#### SOURCE DOCUMENT ####

American artist James Casebere has been photographing dioramic constructions of human civilization since 1975. His tableaus—scenes from places both fictional and real—respond to current events and are the subject of a new book called Works 1975-2010, which chronicles highlights from his 35-year career.
Over the years, Casebere’s images have expanded and redefined to show his exploration of aesthetic technical challenges. “Photography resonates with me because it manipulates our perception of the world around us,” he says. “I am interested in photography as a means of persuasion, of propaganda and constructing histories. I am interested in how photography creates and reconstructs reality.”
Born in Lansing, Michigan in 1953, Casebere grew up during the era of television’s rise to becoming America’s prominent medium for creating images and manifesting visual culture. Referencing the sets of sitcoms of the 1950s and 1960s, Casebere’s early career focused on disseminating and questioning the domestic household and addressing the growing dysfunctions of the ideal American home. Though the scenes that he constructs and then photographs are often similar to the environment of his native Lansing, the images are not anecdotal. This absence of a personal narrative is a strategy Casebere still continues in his work today.

####

EXPLORE THE MATERIAL:
(a) Copy the passage from the James Casebere article word for word, starting at "American artist James" and ending at "his 35-year career.".
(b) According to the James Casebere article, where and in what year was Casebere born?

#### DATA FOR REVIEW ####

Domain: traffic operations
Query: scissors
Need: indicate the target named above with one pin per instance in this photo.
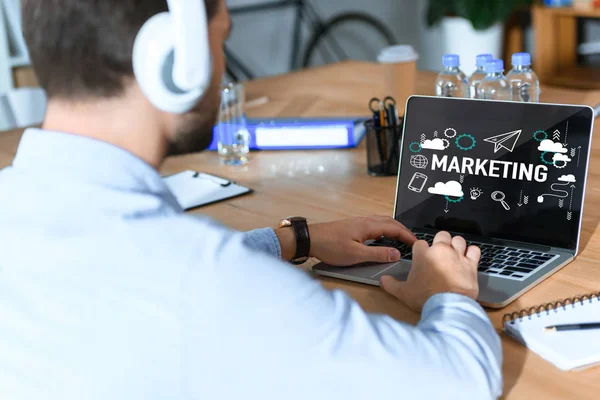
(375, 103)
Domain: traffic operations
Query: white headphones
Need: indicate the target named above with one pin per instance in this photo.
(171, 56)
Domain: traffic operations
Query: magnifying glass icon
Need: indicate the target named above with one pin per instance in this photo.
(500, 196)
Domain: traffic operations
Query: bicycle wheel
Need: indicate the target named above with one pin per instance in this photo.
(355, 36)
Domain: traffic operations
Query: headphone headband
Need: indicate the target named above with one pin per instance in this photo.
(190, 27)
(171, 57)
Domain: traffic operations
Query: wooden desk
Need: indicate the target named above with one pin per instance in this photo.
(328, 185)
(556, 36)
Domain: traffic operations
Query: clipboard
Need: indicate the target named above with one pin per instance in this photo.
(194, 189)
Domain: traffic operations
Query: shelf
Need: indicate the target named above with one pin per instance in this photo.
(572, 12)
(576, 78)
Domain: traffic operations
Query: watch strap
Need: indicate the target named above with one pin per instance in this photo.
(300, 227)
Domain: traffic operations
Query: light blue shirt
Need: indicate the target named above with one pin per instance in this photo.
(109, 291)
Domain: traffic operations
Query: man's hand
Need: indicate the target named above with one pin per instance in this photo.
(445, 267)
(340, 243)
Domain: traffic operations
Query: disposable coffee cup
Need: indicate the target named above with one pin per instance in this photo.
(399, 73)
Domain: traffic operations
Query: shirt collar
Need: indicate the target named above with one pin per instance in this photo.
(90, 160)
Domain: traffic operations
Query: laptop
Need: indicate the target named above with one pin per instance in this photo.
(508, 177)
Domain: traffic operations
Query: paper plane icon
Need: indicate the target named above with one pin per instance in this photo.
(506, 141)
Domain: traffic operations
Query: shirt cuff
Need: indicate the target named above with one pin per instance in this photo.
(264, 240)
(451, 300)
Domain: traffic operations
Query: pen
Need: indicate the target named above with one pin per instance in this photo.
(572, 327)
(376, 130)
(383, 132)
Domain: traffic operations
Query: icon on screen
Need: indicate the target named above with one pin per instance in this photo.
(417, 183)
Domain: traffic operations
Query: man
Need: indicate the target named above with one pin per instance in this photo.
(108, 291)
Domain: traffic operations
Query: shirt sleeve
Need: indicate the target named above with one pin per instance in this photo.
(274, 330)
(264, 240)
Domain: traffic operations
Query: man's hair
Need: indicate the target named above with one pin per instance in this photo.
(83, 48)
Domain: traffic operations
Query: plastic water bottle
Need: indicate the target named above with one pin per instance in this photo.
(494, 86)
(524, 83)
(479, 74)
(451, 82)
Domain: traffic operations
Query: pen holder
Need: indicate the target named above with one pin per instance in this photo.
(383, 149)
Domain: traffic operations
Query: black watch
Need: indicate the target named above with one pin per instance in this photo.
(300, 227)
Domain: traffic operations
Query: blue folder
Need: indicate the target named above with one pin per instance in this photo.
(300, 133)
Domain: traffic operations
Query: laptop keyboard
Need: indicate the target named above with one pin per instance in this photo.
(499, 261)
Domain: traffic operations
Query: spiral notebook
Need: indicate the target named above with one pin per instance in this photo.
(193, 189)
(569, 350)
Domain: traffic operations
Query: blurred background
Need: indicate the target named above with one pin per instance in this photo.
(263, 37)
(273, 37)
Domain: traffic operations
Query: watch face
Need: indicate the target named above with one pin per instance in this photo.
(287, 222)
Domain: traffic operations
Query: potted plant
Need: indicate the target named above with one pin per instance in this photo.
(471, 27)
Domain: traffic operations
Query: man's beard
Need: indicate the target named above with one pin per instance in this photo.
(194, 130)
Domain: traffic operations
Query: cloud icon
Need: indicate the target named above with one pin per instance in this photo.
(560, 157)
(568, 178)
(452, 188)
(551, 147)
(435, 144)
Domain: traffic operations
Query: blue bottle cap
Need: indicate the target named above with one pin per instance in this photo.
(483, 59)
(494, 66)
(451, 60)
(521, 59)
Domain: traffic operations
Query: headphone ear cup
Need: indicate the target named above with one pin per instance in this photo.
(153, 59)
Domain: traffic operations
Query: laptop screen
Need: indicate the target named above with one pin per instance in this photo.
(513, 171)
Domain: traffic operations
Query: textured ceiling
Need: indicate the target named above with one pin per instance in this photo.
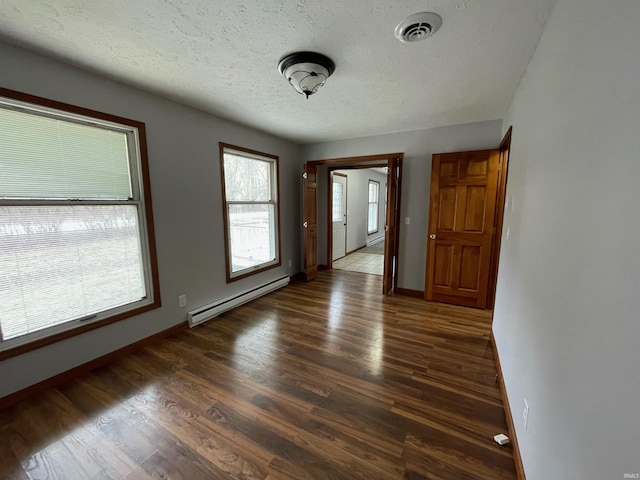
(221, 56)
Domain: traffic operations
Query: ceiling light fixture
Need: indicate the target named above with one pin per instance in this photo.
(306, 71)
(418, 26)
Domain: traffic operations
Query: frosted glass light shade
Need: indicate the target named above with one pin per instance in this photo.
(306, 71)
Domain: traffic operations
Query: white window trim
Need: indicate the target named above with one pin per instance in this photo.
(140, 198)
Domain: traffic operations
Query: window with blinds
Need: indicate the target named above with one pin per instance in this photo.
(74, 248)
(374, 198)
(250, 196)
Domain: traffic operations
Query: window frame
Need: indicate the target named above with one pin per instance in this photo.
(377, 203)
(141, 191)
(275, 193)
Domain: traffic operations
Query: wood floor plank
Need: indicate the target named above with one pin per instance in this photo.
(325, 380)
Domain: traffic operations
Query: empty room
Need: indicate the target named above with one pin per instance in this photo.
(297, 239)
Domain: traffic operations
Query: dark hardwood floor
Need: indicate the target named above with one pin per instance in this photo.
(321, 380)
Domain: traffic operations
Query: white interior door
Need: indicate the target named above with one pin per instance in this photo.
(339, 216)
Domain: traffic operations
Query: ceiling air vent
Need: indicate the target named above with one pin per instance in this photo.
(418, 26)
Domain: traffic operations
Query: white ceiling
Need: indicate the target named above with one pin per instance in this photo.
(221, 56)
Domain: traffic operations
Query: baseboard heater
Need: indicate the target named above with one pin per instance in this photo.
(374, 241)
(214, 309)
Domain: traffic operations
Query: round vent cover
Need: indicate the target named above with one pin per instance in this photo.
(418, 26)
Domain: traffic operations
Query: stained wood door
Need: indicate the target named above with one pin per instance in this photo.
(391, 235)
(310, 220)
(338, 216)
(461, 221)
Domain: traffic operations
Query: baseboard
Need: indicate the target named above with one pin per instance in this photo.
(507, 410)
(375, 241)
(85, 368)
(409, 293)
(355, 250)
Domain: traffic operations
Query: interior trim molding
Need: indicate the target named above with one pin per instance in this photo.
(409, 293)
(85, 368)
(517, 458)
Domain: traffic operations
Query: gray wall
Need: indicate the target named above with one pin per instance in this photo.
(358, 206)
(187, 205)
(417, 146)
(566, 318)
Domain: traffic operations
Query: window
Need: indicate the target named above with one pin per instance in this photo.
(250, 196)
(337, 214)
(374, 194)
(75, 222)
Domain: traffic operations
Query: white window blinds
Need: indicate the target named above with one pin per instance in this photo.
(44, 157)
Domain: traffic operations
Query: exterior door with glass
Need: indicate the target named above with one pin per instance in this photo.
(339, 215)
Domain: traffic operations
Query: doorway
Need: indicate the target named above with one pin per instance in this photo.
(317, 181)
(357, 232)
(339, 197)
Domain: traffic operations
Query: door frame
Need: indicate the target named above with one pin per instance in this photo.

####
#### DATA FOR REVIEW ####

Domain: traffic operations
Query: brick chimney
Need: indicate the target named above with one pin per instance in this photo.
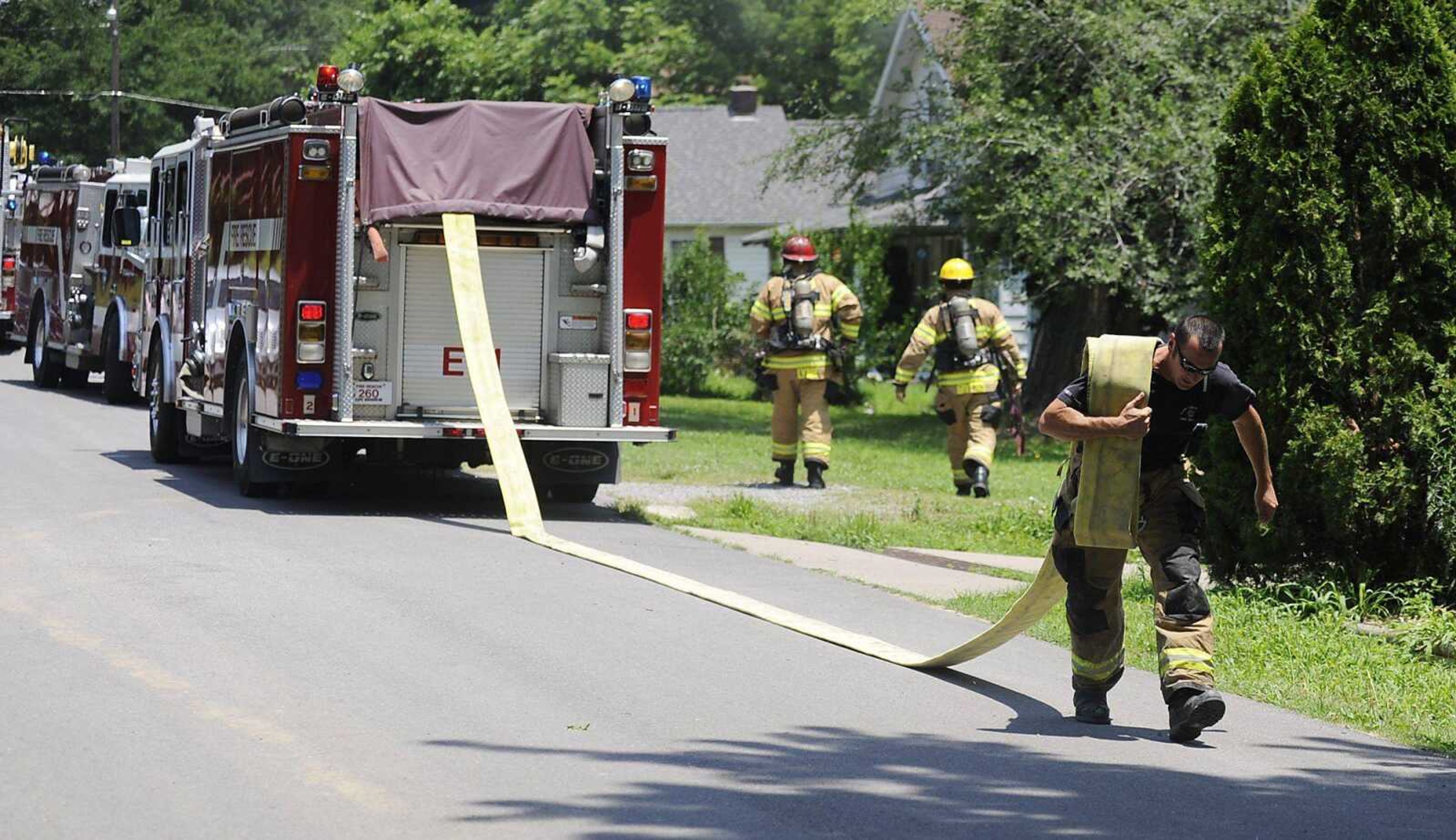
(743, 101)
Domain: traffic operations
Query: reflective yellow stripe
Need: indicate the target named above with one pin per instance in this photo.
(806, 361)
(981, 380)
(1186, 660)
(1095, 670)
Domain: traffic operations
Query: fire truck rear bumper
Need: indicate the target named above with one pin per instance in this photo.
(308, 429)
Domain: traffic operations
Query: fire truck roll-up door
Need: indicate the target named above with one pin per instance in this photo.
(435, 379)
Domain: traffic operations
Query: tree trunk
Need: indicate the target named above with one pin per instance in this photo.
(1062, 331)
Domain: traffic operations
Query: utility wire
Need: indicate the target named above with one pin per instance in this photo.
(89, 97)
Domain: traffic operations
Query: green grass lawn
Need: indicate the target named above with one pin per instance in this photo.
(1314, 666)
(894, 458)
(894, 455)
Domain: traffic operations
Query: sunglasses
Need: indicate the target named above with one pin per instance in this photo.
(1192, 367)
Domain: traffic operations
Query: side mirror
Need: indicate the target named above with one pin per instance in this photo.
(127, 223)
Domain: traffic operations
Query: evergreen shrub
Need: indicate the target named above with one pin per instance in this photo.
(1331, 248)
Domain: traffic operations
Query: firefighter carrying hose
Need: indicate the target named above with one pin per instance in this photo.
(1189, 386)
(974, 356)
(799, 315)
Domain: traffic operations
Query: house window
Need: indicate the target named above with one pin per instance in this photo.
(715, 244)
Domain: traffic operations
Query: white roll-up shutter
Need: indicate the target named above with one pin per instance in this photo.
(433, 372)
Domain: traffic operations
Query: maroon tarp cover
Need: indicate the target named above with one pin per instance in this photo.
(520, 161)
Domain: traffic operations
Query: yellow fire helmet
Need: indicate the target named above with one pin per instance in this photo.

####

RESPONSE LIST:
(a)
American artist James Casebere has been photographing dioramic constructions of human civilization since 1975. His tableaus—scenes from places both fictional and real—respond to current events and are the subject of a new book called Works 1975-2010, which chronicles highlights from his 35-year career.

(b) Lansing, Michigan, in 1953.